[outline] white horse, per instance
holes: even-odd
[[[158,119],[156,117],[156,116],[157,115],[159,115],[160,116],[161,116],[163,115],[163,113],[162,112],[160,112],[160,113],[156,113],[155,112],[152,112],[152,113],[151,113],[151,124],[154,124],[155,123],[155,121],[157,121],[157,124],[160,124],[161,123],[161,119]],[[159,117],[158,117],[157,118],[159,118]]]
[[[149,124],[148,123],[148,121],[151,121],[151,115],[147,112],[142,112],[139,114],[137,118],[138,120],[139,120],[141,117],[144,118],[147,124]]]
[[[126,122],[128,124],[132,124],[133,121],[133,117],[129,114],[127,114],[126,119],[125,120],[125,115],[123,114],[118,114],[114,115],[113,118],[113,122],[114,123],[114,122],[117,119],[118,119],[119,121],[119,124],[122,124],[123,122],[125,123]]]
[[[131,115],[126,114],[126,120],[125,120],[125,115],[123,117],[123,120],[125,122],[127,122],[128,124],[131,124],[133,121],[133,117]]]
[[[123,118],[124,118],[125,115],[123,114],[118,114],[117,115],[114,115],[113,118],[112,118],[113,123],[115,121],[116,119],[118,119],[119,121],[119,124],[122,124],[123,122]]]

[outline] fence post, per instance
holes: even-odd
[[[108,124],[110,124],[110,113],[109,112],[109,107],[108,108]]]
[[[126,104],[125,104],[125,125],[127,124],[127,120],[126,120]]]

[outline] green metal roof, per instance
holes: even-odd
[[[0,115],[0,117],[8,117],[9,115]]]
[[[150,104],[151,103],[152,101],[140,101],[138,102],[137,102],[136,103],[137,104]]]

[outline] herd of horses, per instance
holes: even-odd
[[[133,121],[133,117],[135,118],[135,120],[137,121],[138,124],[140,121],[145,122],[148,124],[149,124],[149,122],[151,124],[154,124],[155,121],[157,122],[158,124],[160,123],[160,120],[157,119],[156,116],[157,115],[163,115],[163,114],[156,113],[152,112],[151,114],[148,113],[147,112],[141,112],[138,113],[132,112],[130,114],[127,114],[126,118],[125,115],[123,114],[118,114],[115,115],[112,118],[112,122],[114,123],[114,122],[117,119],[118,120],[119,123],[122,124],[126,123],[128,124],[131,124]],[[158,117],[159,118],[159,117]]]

:::::

## Given exercise
Reproduce only the lines from the line containing "[outline] fence post, per instance" to the last line of the material above, both of those lines included.

## Task solution
[outline] fence post, per instance
holes: even-odd
[[[108,124],[110,124],[110,113],[109,112],[109,107],[108,108]]]
[[[126,104],[125,104],[125,125],[127,124],[127,120],[126,120]]]

[outline] green metal roof, per instance
holes: even-odd
[[[0,115],[0,117],[8,117],[9,115]]]
[[[150,104],[151,103],[152,101],[140,101],[138,102],[137,102],[136,103],[137,104]]]

[outline] herd of horses, per instance
holes: even-odd
[[[133,121],[133,117],[135,118],[135,120],[137,121],[138,124],[140,121],[145,122],[148,124],[149,124],[149,122],[151,124],[154,124],[155,121],[157,122],[158,124],[160,123],[160,120],[157,119],[156,116],[157,115],[163,115],[163,114],[156,113],[152,112],[151,114],[148,113],[147,112],[141,112],[138,113],[132,112],[130,114],[127,114],[126,118],[125,115],[123,114],[118,114],[115,115],[112,118],[112,122],[114,123],[114,122],[117,119],[118,120],[119,123],[122,124],[126,123],[128,124],[131,124]],[[158,117],[159,118],[159,117]]]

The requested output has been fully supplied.